• **Extracted material**:
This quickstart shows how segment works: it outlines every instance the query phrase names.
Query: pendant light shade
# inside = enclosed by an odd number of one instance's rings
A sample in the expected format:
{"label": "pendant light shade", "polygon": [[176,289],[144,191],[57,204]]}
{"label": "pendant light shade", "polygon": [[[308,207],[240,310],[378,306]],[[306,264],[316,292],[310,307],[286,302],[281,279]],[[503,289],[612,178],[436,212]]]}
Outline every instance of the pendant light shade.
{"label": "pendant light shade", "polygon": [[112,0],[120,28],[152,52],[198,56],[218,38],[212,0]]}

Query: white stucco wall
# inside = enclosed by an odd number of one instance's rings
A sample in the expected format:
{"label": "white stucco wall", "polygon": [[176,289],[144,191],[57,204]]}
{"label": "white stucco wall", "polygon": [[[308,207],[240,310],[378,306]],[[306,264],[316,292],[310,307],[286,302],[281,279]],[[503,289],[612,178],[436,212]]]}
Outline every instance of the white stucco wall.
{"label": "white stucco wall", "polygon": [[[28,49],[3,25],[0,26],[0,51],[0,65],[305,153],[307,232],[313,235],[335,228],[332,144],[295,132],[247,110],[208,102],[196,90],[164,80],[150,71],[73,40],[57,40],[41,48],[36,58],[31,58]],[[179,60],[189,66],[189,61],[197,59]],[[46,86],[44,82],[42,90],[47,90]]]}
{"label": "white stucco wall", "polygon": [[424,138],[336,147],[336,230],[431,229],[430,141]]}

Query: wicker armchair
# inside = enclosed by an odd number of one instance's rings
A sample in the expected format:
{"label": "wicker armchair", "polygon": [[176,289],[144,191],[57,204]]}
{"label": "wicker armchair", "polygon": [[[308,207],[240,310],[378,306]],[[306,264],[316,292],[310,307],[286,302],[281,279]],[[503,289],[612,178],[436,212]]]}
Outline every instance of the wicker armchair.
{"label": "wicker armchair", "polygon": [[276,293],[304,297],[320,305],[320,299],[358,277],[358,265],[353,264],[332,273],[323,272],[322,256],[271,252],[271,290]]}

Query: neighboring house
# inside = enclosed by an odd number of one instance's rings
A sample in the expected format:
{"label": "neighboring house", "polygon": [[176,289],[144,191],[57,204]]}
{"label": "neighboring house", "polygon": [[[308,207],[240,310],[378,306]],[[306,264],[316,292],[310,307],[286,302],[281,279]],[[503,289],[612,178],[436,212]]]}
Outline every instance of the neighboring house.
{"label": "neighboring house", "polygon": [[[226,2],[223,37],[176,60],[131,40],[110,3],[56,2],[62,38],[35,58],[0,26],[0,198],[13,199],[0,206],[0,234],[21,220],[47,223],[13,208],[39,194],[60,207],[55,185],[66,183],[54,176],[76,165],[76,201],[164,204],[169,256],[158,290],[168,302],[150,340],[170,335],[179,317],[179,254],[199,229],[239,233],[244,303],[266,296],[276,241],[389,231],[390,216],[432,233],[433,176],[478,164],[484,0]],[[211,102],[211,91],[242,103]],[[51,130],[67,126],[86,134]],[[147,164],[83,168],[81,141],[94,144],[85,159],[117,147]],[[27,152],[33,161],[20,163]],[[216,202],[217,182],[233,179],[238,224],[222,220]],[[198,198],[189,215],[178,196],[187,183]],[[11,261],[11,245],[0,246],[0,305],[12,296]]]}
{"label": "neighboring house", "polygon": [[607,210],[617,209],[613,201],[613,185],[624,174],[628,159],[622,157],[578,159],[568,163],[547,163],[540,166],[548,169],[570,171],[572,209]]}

• **Work to be completed**: Rewrite the data from the line that has "Query: neighboring house" through the end, replacing "expected format" with "required format" and leaving everything else unchanged.

• **Completed exercise**:
Query: neighboring house
# inside = enclosed by an odd number of one instance's rings
A sample in the required format:
{"label": "neighboring house", "polygon": [[176,289],[144,191],[57,204]]}
{"label": "neighboring house", "polygon": [[[308,207],[240,310],[378,306]],[[306,264],[316,292],[310,307],[286,302],[281,279]],[[503,289],[612,178],[436,212]]]}
Outline every instance of the neighboring house.
{"label": "neighboring house", "polygon": [[[226,2],[223,37],[176,60],[131,40],[110,3],[56,2],[62,38],[35,58],[0,26],[0,198],[13,199],[0,206],[0,234],[21,220],[47,223],[13,208],[39,194],[60,207],[55,185],[66,183],[54,176],[76,165],[76,201],[164,204],[169,256],[158,290],[168,302],[150,340],[170,335],[179,317],[179,254],[199,229],[239,233],[244,303],[266,296],[276,241],[389,231],[390,216],[432,233],[433,176],[478,164],[484,0]],[[211,102],[211,91],[242,103]],[[51,130],[67,126],[86,134]],[[147,164],[83,168],[81,141],[94,144],[85,159],[117,147]],[[27,152],[33,161],[20,163]],[[216,202],[217,182],[233,179],[238,224],[222,220]],[[198,198],[189,215],[178,196],[187,183]],[[11,261],[11,245],[0,246],[0,305],[12,296]]]}
{"label": "neighboring house", "polygon": [[607,210],[617,209],[613,201],[613,185],[624,174],[628,159],[622,157],[578,159],[568,163],[547,163],[540,166],[548,169],[570,171],[572,209]]}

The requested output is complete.